Pointing dataset excerpts:
-=-=-=-=-
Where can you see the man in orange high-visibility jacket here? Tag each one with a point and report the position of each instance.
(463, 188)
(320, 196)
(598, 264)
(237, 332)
-=-=-=-=-
WHAT THIS TASK INVOLVES:
Put the records above into a two-column CSV with the header row "text" and "answer", giving one row per record. Wrap each field in double quotes and replace any line breaks inside a field with spaces.

COMPLETE ANSWER:
text,answer
"Where can you see the man in orange high-visibility jacket here? Tag each one with a point and report the position of each instance.","(463, 188) (320, 196) (598, 264) (237, 332)"